Filter the rows below down to those that contain the string "make", and copy each matching row in full. Case counts, so treat a differently capitalized form as a non-match.

--- BEGIN ---

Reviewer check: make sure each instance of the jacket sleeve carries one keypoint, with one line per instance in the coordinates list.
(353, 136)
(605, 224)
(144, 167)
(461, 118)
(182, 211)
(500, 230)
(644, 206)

--- END ---

▸ **THE COMPLETED TASK**
Reviewer check: make sure each instance of the jacket sleeve carries one keypoint, with one line per instance in the coordinates list.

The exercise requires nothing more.